**Direction**
Find "Target: blurred background leaf" in the records that follow; print that line and each subsequent line through the last one, verbatim and with nothing added.

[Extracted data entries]
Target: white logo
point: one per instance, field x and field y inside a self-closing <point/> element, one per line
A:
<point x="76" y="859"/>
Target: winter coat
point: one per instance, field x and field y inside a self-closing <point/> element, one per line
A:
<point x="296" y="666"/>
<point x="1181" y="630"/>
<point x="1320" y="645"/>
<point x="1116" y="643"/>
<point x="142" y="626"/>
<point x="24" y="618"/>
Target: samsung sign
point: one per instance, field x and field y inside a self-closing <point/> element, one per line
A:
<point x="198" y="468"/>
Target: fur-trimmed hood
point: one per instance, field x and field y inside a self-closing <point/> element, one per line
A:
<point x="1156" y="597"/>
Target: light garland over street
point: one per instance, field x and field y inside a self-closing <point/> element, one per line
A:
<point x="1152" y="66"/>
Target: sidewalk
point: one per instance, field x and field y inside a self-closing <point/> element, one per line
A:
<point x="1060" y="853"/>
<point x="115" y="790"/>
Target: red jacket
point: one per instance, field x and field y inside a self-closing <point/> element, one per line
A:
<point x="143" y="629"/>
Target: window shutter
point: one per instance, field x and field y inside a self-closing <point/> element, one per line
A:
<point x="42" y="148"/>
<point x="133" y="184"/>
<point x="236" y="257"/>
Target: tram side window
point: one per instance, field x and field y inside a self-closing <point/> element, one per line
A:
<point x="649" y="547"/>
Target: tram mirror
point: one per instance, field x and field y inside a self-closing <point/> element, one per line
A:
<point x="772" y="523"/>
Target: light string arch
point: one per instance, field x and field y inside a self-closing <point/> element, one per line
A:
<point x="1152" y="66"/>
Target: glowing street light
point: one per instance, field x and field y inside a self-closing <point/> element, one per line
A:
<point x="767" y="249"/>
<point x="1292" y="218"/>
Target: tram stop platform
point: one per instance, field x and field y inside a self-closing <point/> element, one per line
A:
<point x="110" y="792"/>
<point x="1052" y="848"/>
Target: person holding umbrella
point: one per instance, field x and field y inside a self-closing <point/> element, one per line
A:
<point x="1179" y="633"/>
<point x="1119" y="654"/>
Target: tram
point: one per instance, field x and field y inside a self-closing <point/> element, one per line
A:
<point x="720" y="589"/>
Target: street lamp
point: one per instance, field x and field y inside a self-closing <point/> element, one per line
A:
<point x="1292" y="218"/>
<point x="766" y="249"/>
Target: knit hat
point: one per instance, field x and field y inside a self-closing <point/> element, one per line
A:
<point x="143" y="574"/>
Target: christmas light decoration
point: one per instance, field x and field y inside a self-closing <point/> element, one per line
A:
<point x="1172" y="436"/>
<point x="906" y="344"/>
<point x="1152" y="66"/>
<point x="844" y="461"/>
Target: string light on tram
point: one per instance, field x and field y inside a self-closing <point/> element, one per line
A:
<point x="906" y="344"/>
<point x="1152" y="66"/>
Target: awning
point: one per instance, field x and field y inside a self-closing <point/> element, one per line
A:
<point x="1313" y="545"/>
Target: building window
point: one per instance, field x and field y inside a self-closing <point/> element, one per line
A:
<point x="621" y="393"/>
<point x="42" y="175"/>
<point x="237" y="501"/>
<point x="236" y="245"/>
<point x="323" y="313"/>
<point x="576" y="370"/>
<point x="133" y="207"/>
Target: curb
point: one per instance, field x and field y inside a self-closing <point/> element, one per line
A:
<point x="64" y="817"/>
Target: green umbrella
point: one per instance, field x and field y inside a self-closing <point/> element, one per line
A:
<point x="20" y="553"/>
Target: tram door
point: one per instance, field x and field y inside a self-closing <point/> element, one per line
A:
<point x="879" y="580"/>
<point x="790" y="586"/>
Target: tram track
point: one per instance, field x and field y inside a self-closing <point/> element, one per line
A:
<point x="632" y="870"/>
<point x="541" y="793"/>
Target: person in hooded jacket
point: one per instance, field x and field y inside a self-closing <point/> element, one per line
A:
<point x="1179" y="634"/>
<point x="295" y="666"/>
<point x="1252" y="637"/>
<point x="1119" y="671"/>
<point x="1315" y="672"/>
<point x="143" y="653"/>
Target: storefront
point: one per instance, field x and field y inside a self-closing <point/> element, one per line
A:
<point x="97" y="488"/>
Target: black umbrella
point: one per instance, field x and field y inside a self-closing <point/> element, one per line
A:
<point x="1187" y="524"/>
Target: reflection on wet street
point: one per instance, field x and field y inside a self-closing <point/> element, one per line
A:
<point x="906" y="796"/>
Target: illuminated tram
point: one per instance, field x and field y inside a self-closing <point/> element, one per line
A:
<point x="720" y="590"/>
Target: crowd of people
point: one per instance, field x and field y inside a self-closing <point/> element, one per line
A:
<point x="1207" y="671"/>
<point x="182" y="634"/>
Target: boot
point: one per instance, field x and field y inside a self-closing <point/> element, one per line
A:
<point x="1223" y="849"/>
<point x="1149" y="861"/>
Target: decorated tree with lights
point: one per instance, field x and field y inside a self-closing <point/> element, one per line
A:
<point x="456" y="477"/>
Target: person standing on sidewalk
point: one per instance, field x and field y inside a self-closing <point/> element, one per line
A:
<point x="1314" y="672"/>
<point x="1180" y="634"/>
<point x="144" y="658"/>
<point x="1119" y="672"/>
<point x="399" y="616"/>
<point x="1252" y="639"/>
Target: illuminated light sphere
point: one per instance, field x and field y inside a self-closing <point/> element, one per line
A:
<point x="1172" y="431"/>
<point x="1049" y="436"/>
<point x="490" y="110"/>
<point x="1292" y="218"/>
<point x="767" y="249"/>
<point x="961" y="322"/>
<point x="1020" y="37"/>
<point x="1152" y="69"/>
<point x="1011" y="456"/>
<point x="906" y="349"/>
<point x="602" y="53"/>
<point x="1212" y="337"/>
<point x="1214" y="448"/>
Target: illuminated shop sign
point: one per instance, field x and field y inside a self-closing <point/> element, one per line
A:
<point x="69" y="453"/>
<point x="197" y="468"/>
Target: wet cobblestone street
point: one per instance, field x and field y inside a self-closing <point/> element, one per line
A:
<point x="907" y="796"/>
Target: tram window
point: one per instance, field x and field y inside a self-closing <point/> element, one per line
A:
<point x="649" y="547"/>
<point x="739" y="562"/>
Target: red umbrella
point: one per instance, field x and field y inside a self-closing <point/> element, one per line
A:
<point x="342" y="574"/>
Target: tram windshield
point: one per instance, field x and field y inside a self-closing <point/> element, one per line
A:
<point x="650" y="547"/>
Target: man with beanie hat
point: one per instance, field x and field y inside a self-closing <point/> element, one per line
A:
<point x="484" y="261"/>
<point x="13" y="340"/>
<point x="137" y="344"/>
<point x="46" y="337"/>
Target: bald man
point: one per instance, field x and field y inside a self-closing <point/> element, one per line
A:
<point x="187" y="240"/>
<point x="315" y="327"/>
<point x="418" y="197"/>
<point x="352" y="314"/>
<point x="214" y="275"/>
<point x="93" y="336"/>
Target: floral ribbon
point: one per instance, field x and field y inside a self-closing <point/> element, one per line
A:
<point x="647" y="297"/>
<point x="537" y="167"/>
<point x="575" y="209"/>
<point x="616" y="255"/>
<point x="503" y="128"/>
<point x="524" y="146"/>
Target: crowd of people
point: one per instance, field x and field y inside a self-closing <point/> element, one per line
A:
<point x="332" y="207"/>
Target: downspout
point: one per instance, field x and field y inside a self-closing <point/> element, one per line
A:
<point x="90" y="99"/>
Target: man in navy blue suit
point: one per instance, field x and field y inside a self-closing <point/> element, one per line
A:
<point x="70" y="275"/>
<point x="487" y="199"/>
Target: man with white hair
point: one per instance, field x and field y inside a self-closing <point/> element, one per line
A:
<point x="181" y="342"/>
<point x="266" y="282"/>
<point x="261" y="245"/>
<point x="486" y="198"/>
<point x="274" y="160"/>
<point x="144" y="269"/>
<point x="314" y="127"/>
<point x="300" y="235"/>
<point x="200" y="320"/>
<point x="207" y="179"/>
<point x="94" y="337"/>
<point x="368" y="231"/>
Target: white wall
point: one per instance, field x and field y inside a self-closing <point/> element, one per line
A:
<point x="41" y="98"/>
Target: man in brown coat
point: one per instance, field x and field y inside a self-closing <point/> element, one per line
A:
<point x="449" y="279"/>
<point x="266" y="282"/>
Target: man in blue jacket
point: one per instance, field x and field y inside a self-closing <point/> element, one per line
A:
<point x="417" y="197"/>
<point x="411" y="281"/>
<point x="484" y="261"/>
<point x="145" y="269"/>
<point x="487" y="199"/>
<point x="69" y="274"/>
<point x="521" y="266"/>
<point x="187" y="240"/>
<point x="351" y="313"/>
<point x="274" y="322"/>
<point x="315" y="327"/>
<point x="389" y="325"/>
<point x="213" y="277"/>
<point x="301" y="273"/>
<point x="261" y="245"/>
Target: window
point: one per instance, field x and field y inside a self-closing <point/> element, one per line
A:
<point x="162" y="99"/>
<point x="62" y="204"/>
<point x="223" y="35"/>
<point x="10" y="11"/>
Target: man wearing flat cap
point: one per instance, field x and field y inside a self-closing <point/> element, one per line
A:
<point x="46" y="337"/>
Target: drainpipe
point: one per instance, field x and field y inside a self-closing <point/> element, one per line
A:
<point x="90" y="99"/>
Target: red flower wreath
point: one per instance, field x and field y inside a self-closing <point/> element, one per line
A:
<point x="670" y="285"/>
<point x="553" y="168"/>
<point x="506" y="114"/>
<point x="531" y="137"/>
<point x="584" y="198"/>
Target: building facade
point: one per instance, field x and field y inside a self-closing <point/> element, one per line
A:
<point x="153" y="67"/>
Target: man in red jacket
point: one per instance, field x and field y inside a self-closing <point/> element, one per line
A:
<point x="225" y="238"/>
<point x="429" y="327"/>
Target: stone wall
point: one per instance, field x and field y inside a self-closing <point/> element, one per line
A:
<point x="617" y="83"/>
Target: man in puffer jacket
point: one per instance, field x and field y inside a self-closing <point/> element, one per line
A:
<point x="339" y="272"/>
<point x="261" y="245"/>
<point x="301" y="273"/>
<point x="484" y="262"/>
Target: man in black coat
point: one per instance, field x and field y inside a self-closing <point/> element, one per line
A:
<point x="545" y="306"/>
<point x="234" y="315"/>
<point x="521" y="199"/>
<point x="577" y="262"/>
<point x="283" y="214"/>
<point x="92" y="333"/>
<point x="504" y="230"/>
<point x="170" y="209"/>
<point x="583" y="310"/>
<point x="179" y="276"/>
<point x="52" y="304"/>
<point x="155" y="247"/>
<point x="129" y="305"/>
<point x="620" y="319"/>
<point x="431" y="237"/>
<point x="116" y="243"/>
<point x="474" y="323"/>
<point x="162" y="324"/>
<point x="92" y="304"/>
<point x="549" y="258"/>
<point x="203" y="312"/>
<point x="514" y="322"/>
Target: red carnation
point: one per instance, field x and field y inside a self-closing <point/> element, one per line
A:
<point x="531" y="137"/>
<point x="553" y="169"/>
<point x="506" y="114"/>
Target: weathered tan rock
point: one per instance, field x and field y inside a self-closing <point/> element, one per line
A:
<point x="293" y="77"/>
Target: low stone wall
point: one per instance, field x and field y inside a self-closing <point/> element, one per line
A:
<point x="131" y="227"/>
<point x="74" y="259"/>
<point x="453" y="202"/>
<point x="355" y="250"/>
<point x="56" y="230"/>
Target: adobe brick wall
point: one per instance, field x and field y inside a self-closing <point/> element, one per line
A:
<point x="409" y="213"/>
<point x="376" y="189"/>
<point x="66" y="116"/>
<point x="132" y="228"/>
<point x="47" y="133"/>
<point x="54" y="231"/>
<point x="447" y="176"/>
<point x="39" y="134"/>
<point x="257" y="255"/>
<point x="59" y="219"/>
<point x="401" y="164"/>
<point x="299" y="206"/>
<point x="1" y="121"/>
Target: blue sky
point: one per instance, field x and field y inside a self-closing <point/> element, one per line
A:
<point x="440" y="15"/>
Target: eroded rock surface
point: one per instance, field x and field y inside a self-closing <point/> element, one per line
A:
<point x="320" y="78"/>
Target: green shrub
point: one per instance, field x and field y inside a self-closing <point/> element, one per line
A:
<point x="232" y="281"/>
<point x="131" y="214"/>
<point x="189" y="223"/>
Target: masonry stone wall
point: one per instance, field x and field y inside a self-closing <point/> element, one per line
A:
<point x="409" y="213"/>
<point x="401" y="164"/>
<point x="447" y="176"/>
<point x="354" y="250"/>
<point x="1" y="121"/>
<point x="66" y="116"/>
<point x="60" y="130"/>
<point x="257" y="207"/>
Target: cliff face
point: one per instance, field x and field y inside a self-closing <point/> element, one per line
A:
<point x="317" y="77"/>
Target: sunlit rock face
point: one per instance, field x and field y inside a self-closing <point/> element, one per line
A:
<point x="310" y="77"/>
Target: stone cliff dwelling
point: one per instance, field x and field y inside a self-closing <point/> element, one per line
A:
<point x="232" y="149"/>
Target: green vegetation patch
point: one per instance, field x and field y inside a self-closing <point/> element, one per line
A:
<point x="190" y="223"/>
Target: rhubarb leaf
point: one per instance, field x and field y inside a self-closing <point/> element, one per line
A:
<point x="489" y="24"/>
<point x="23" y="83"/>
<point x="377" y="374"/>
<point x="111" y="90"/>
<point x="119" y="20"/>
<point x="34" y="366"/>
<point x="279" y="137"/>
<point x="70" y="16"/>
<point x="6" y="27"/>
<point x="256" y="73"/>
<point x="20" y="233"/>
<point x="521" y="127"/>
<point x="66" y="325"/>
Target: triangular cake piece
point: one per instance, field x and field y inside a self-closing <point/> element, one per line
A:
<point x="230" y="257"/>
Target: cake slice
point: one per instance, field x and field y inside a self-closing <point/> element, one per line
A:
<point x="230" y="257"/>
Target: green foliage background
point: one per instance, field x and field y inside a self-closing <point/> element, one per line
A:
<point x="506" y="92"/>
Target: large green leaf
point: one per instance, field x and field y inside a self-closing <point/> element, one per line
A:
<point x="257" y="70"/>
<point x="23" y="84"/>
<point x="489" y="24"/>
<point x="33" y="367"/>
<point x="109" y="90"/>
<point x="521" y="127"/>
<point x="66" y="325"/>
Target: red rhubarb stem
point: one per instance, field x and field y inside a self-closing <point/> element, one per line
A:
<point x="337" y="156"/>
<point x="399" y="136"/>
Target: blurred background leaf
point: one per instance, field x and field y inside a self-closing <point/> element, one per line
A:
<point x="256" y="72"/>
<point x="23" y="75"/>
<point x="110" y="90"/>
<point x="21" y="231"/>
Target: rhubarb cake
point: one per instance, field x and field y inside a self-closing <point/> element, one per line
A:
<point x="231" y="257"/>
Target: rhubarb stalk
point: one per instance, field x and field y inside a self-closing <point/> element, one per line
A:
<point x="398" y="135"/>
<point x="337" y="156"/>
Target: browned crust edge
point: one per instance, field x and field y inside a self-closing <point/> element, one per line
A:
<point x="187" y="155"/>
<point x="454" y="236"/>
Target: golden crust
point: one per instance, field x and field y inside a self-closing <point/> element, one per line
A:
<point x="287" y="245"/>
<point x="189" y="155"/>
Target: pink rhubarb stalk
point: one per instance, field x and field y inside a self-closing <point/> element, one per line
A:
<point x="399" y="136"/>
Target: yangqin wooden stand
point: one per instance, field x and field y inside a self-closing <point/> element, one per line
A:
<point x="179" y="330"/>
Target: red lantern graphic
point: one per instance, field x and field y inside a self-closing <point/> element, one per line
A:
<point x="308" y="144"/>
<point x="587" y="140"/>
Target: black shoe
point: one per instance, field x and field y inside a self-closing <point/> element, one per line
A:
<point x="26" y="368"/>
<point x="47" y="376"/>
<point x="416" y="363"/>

**Task answer**
Target: blurred background leaf
point: one per instance, field x and field y inside a self-closing <point/> element, one per line
A:
<point x="256" y="72"/>
<point x="23" y="75"/>
<point x="110" y="90"/>
<point x="21" y="231"/>
Target: rhubarb cake
point: one per instance, field x and field y inside a self-closing <point/> element, one per line
A:
<point x="231" y="257"/>
Target: rhubarb stalk
point: one per instance, field x and field y inside a self-closing <point/> element, one per line
A:
<point x="398" y="135"/>
<point x="337" y="156"/>
Target: browned crust edge
point: one per instance, field x and field y inside a self-closing <point/> element, one per line
A:
<point x="187" y="155"/>
<point x="454" y="236"/>
Target: golden crust
point: one per instance, field x and field y inside a self-closing <point/> element, one per line
A:
<point x="287" y="245"/>
<point x="189" y="155"/>
Target: pink rhubarb stalk
point: one per instance, field x and field y inside a self-closing <point/> element, one per line
A:
<point x="399" y="136"/>
Target: yangqin wooden stand
point: one per instance, field x and field y inside a self-closing <point/> element, one per line
A:
<point x="179" y="330"/>
Target: red lantern graphic
point: one per instance, field x and field y inside a self-closing <point/> element, one per line
A:
<point x="308" y="144"/>
<point x="587" y="140"/>
Target: black shoe
point: one per instance, field x and field y inside a self-closing <point/> element, one per line
A:
<point x="26" y="368"/>
<point x="47" y="376"/>
<point x="416" y="363"/>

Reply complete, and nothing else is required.